WHAT TO PRODUCE:
An exact copy of the lines from the one containing "rough mask: <svg" through the last line below is required; include both of those lines and no others.

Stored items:
______

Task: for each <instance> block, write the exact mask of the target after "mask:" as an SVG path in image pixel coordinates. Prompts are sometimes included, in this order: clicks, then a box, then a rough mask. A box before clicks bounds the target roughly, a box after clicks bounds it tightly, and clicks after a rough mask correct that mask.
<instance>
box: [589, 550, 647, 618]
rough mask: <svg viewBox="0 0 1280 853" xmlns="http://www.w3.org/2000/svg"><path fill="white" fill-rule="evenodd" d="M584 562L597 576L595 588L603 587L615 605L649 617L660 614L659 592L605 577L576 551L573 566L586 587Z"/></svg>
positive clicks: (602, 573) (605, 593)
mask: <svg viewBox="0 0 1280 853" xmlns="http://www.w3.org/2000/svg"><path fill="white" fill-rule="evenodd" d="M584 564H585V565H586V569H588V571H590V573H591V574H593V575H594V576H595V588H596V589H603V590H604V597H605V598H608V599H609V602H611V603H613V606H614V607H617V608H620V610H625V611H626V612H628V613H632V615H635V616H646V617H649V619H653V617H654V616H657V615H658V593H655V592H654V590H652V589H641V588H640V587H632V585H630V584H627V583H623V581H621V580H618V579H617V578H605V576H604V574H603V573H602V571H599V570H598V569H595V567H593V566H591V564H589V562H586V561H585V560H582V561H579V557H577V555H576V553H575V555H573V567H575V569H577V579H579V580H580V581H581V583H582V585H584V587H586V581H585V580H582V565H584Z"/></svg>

______

EXPECTED ANSWER:
rough mask: <svg viewBox="0 0 1280 853" xmlns="http://www.w3.org/2000/svg"><path fill="white" fill-rule="evenodd" d="M584 562L597 576L595 588L603 587L615 605L649 617L660 614L659 592L605 577L576 551L573 566L586 587Z"/></svg>
positive clicks: (602, 573) (605, 593)
mask: <svg viewBox="0 0 1280 853" xmlns="http://www.w3.org/2000/svg"><path fill="white" fill-rule="evenodd" d="M584 564H585V565H586V569H588V571H590V573H591V574H593V575H594V576H595V588H596V589H603V590H604V597H605V598H608V599H609V602H611V603H613V606H614V607H617V608H620V610H625V611H626V612H628V613H632V615H635V616H646V617H649V619H653V617H654V616H657V615H658V593H655V592H654V590H652V589H641V588H640V587H632V585H630V584H627V583H623V581H621V580H618V579H617V578H605V576H604V574H603V573H602V571H599V570H598V569H595V567H593V566H591V564H589V562H586V561H585V560H582V561H579V557H577V555H576V553H575V555H573V567H575V569H577V579H579V580H580V581H581V583H582V585H584V587H586V581H585V580H582V565H584Z"/></svg>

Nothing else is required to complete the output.